The tasks:
• A. According to the forum thread, when is there no longer a need to compress data for storage?
• B. In the forum thread, rename "prototype" to "working model" and write out the passage from "So basically what" up to and including "hoping to read...".
━━ Selection
So basically what you're saying is, no one is going to read this and say "Eureka! You've solved the problem! It was exactly an untutored eye that we needed to truly see the solution! I am off to work up a prototype, and if you partner with me we will both shortly be millionaires!"

I mean, that's what I was hoping to read...

David G. · Nov 11, 2017

bzfgt said: ↑

Crap, OK. So my suggestion is impracticable unless computers are reinvented, basically?
Click to expand...

Yes. The entire world is on a quest for quantum computing. Quantum computers use a ternary system for data; instead of ones and zeros, there are three positions to each data "switch" -- 1, 0, and both 1 and 0 at the same time (or possibly -1, 0, and +1). Not only would this exponentially increase processing power, but it would also mean that tremendous amounts of data could be stored in hard drives that we would consider tiny.

Think of it this way: it would no longer be about "compressing" data. It would be about having the room to store tens of thousands of times the amount of data on a drive 1/100 the size of the drives we have now. You no longer need to compress data for storage when storage space is no longer an issue.

Plan9 · Nov 11, 2017

UltraSoundSquid said: ↑

Thanks. Having different levels on a lossless codec made me question the actual validity of its losslessness (if that's a word).
━━━━
━━ Entries provided
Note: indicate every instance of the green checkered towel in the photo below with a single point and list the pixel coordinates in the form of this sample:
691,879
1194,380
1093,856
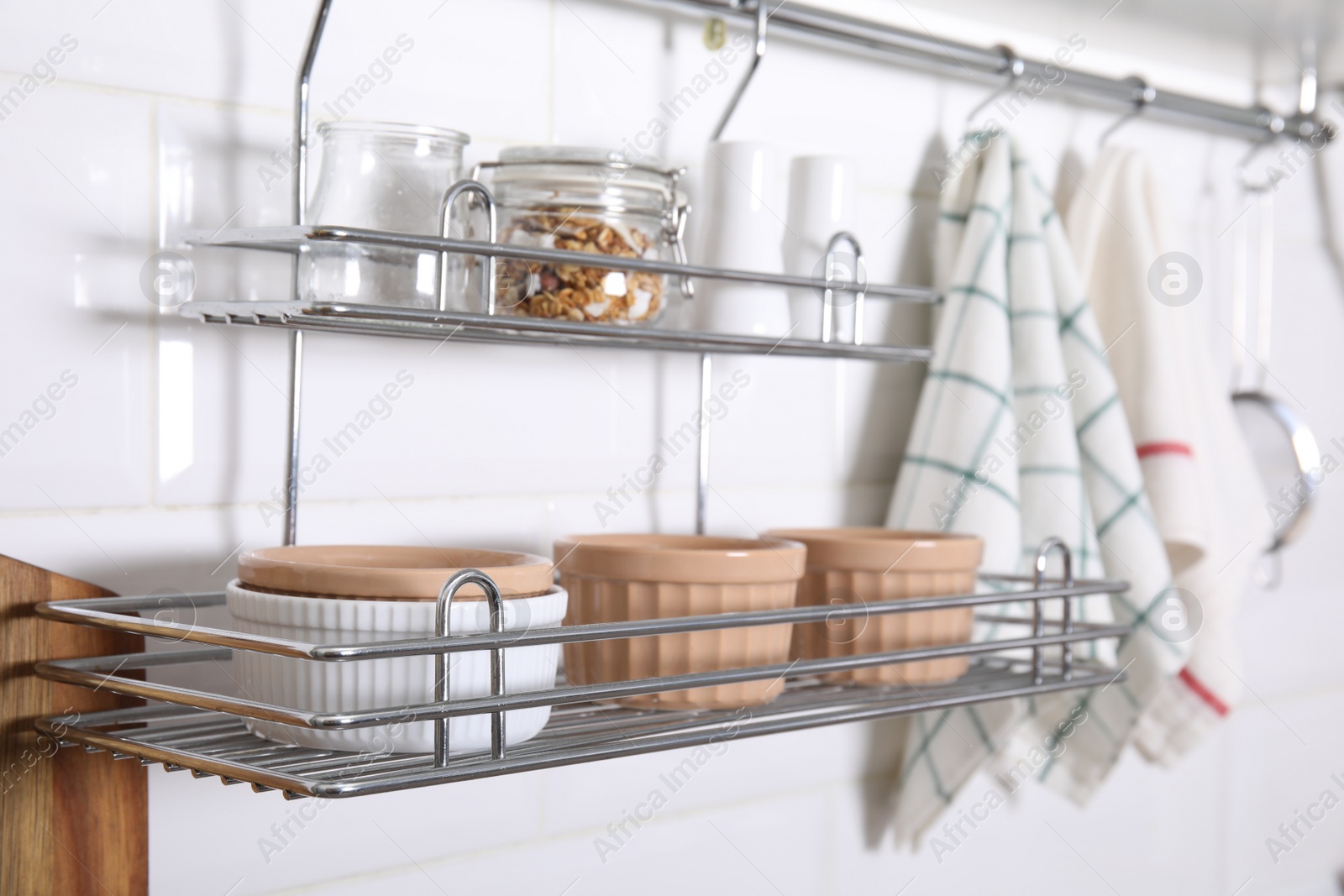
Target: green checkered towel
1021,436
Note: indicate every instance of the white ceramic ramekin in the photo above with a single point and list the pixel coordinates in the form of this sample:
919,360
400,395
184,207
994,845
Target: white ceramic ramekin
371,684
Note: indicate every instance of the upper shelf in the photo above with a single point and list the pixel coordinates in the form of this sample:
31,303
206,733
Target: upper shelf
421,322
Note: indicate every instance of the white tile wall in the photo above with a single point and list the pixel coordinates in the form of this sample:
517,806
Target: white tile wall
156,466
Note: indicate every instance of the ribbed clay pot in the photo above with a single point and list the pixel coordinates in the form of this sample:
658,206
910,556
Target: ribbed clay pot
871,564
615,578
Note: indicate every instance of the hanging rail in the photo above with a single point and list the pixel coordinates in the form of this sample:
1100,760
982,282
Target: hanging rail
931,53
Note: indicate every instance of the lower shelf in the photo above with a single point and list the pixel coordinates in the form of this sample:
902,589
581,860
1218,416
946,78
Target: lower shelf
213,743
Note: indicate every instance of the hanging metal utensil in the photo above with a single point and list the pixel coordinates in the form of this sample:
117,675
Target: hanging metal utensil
━━━━
The replies:
• A. When storage space is no longer an issue.

• B.
So basically what you're saying is, no one is going to read this and say "Eureka! You've solved the problem! It was exactly an untutored eye that we needed to truly see the solution! I am off to work up a working model, and if you partner with me we will both shortly be millionaires!"

I mean, that's what I was hoping to read...